## EXERCISE PROMPT
Count how many lines in the data hold "output". Only the number.
*** EXERCISE DATA ***
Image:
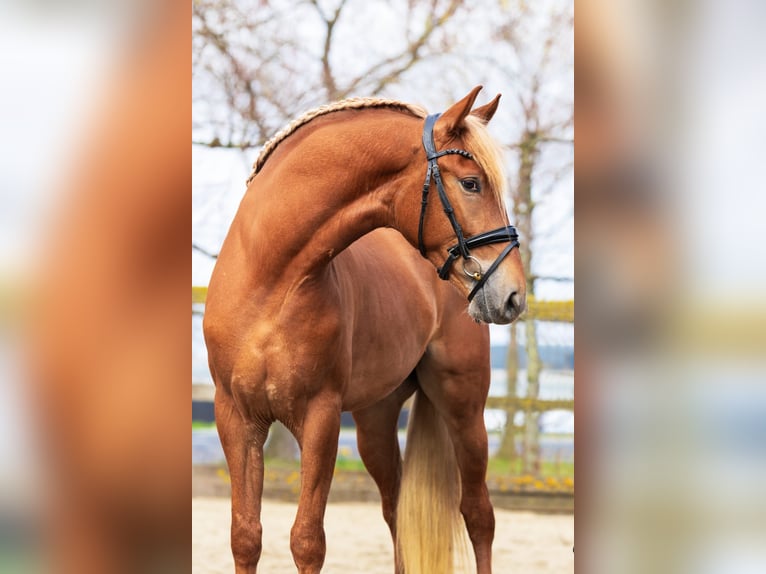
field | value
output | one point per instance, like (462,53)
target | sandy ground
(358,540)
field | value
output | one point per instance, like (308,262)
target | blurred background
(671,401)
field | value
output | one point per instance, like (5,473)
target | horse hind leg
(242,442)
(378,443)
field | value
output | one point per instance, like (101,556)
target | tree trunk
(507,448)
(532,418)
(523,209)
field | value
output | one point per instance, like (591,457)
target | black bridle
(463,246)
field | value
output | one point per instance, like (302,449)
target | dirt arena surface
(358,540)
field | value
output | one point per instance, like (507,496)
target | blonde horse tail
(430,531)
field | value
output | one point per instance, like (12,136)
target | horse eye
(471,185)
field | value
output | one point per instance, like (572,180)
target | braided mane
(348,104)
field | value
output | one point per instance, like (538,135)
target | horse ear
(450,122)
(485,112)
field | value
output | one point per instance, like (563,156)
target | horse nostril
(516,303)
***
*** EXERCISE DATA ***
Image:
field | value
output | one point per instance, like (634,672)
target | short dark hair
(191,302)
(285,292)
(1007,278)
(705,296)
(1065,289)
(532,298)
***
## RESULT OF THIS TASK
12